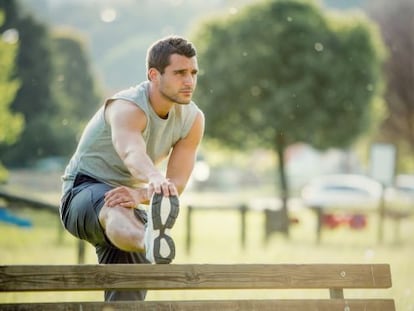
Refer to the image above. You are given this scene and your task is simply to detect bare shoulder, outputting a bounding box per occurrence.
[105,99,146,124]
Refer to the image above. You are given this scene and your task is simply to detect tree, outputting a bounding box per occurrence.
[192,0,382,231]
[51,29,101,156]
[0,10,24,182]
[369,0,414,171]
[0,0,100,166]
[0,0,55,165]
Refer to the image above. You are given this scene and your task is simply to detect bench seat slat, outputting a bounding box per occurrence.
[0,264,391,292]
[2,299,395,311]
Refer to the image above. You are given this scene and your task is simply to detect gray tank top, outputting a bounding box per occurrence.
[62,81,198,194]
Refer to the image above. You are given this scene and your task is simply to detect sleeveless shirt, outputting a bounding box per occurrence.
[62,81,198,194]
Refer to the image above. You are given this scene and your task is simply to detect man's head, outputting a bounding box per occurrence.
[147,36,197,78]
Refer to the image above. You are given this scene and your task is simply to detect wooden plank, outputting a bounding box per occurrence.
[1,299,395,311]
[0,264,391,292]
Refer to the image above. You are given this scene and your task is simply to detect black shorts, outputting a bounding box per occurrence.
[60,174,149,301]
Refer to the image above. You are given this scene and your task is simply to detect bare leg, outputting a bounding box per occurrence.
[99,205,145,252]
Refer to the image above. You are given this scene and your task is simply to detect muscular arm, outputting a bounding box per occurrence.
[105,100,170,204]
[167,111,204,194]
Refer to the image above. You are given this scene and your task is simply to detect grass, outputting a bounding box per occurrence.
[0,172,414,311]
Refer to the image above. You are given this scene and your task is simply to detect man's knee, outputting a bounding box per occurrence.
[99,206,145,251]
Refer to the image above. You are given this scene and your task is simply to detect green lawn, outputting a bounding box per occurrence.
[0,190,414,311]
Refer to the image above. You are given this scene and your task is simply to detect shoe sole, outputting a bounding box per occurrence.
[151,193,179,264]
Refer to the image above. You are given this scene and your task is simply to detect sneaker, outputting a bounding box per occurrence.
[145,193,179,264]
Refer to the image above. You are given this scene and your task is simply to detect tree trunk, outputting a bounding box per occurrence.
[276,132,289,236]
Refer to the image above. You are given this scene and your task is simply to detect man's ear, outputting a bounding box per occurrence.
[148,68,160,81]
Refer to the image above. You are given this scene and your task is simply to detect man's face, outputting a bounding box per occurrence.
[159,54,198,105]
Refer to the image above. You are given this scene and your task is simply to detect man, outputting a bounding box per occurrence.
[60,36,204,301]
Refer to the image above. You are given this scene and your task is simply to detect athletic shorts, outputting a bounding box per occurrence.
[60,174,149,301]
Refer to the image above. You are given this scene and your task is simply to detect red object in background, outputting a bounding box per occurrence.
[322,214,367,229]
[349,215,367,229]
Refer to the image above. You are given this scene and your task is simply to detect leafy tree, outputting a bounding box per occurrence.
[0,0,55,165]
[0,0,100,166]
[0,10,24,182]
[52,30,101,156]
[192,0,382,231]
[369,0,414,171]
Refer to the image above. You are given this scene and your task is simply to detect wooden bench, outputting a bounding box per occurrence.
[0,264,395,311]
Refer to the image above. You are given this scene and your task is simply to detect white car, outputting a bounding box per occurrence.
[301,174,382,211]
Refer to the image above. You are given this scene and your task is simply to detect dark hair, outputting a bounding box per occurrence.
[147,36,197,73]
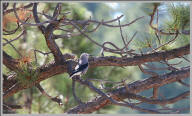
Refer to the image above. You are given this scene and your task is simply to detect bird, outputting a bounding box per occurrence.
[70,53,90,78]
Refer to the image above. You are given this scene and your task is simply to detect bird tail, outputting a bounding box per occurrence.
[69,71,80,78]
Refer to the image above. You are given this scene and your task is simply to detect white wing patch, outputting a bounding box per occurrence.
[75,65,79,70]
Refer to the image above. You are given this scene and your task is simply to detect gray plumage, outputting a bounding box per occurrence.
[70,53,89,78]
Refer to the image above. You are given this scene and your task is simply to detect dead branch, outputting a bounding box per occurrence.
[67,69,189,114]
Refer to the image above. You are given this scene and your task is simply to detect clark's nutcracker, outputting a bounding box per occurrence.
[70,53,90,78]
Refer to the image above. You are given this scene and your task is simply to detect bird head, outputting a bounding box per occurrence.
[80,53,90,62]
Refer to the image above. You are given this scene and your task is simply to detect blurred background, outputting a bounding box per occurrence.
[3,2,190,114]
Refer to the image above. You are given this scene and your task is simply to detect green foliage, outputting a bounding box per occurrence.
[167,4,190,30]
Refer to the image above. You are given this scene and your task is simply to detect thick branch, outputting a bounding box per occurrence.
[3,45,189,98]
[89,45,190,67]
[67,68,190,114]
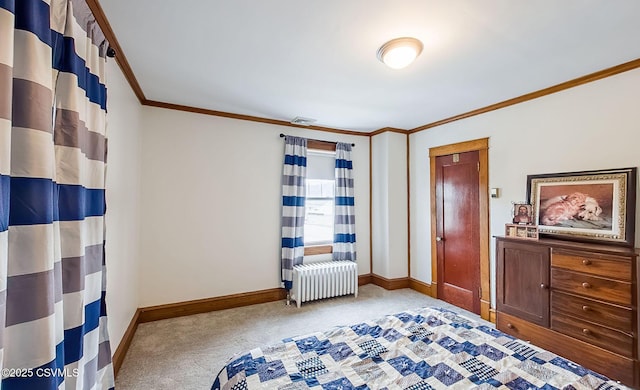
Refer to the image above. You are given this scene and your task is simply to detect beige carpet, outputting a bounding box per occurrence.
[116,284,490,390]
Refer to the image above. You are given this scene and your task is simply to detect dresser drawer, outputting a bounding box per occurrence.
[551,250,632,282]
[551,268,631,305]
[551,291,633,334]
[551,312,633,358]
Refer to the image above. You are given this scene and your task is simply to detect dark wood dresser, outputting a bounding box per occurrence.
[496,237,640,388]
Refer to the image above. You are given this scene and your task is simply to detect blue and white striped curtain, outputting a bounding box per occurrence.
[333,142,356,261]
[0,0,114,390]
[282,135,307,290]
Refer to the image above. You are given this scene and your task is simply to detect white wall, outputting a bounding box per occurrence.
[371,132,409,279]
[105,59,141,352]
[140,107,370,307]
[410,69,640,307]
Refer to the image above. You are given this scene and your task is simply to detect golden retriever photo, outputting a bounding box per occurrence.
[538,184,613,229]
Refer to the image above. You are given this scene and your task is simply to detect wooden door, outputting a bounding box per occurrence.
[435,150,480,314]
[496,239,550,327]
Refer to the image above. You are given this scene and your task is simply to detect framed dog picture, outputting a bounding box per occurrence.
[527,167,637,246]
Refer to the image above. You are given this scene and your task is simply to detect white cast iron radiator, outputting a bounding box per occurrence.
[291,260,358,307]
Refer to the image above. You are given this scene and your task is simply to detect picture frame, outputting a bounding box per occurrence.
[513,203,534,225]
[504,223,539,240]
[527,167,637,246]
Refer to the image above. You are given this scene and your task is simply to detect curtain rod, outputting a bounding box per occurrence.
[280,133,356,146]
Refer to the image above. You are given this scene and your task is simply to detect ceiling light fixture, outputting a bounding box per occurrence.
[377,37,422,69]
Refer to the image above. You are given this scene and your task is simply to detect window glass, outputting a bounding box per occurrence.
[304,150,335,246]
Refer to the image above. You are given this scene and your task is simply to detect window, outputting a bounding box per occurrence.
[304,150,335,248]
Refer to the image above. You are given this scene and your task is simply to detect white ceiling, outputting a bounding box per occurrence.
[100,0,640,132]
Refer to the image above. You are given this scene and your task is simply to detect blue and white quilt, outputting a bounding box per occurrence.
[212,308,627,390]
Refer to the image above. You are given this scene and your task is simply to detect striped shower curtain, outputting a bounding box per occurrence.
[0,0,114,390]
[281,135,307,290]
[333,142,356,261]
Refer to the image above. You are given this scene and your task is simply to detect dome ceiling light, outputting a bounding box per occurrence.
[377,37,422,69]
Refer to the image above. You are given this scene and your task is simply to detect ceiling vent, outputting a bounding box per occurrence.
[291,116,316,126]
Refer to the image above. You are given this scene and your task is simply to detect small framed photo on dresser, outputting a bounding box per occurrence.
[513,203,533,225]
[504,223,538,240]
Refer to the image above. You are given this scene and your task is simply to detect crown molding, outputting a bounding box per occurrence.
[142,99,369,137]
[409,58,640,134]
[87,0,640,137]
[368,127,408,137]
[87,0,147,104]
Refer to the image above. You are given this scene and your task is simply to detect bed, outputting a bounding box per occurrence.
[212,308,627,390]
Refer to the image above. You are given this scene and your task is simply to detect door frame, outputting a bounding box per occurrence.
[429,138,492,321]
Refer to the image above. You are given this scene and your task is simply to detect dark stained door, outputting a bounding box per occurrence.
[435,150,480,314]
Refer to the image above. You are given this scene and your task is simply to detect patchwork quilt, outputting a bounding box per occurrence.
[212,308,627,390]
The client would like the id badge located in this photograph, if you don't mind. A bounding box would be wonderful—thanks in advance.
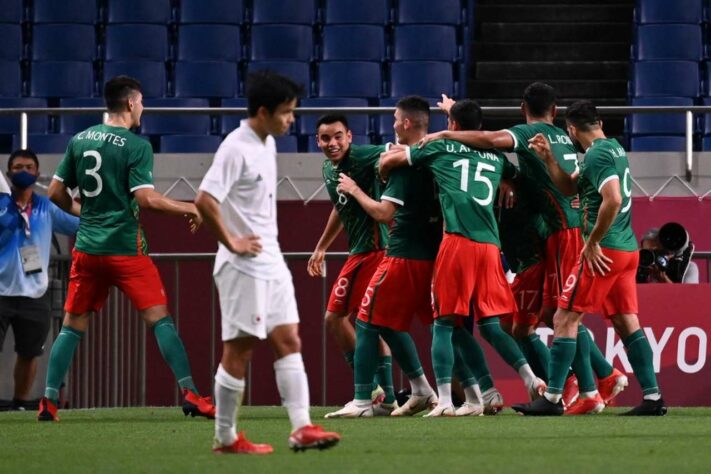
[20,245,42,275]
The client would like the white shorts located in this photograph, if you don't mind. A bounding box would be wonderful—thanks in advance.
[215,263,299,341]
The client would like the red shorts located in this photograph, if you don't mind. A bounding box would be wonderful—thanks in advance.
[432,233,516,321]
[558,248,639,317]
[327,250,385,315]
[511,262,546,326]
[64,249,168,314]
[358,256,434,331]
[543,227,583,308]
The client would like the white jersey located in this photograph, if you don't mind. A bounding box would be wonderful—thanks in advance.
[200,120,289,280]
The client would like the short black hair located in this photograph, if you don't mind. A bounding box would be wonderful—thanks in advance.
[247,70,304,117]
[449,99,482,130]
[7,148,39,171]
[523,82,555,117]
[565,100,600,132]
[316,114,350,132]
[104,76,141,113]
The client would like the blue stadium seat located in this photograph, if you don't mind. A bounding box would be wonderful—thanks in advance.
[160,135,222,153]
[318,61,382,98]
[396,0,462,25]
[325,0,390,25]
[321,25,387,62]
[0,23,22,61]
[390,61,455,97]
[141,99,210,135]
[175,61,239,97]
[299,97,371,137]
[180,0,244,25]
[632,61,699,97]
[634,25,703,61]
[252,0,316,25]
[635,0,703,24]
[104,25,169,61]
[106,0,171,25]
[393,25,460,61]
[59,97,104,135]
[30,61,94,97]
[178,25,242,62]
[250,25,314,61]
[104,61,166,97]
[32,0,98,25]
[32,24,96,61]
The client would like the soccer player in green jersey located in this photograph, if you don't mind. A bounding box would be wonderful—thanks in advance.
[38,76,215,421]
[514,101,667,416]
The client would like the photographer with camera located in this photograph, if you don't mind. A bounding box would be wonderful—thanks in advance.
[637,222,699,284]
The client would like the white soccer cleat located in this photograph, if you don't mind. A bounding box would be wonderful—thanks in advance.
[324,400,375,418]
[390,392,437,416]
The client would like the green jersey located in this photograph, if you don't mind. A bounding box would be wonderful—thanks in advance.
[55,125,153,255]
[409,140,515,247]
[381,167,442,260]
[322,145,388,255]
[507,122,580,232]
[578,138,637,251]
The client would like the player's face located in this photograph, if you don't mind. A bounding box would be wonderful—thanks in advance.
[316,122,353,161]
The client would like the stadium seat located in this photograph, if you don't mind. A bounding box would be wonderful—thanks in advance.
[393,25,459,61]
[390,61,455,97]
[106,0,171,25]
[632,61,699,97]
[160,135,222,153]
[252,0,316,25]
[634,25,703,61]
[104,61,166,97]
[299,97,370,137]
[250,25,314,61]
[59,97,104,135]
[32,24,96,61]
[325,0,390,25]
[318,61,382,98]
[321,25,387,62]
[178,25,242,62]
[32,0,98,25]
[30,61,94,97]
[141,99,210,135]
[104,25,169,61]
[396,0,462,25]
[175,61,239,97]
[180,0,244,25]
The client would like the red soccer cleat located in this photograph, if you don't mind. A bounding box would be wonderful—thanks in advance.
[183,388,215,420]
[212,431,274,454]
[597,369,630,405]
[37,397,59,421]
[289,425,341,451]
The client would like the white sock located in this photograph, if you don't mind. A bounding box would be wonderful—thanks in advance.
[437,383,452,407]
[215,364,244,446]
[274,352,311,432]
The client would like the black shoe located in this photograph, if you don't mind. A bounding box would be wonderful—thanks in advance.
[511,397,563,416]
[620,398,667,416]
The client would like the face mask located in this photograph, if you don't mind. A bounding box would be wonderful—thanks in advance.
[10,171,37,189]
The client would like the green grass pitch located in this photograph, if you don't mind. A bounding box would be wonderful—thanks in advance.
[0,407,711,474]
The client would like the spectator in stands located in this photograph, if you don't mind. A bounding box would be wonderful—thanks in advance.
[0,150,79,410]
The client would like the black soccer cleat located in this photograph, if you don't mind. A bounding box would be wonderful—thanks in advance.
[511,397,564,416]
[620,398,667,416]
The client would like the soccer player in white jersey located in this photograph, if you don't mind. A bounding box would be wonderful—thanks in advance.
[195,72,340,454]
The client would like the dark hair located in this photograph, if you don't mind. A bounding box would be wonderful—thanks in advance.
[247,71,303,117]
[104,76,141,113]
[449,99,482,130]
[523,82,555,117]
[316,114,350,131]
[7,149,39,171]
[565,100,600,132]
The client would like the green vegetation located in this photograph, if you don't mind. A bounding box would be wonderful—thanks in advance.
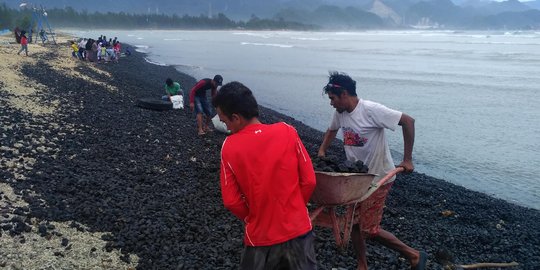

════════════════════

* Job: Copy every line above that contains the string "background", matching case exactly.

* Answer in full:
Refer to the image above. You are given this scene and your task is simply to detect red object in background, outputting a bounding box per occurrence.
Refer to the image above. You are given this scene and your task is simply to detect blurred background, outputting a bounding box per occurrence.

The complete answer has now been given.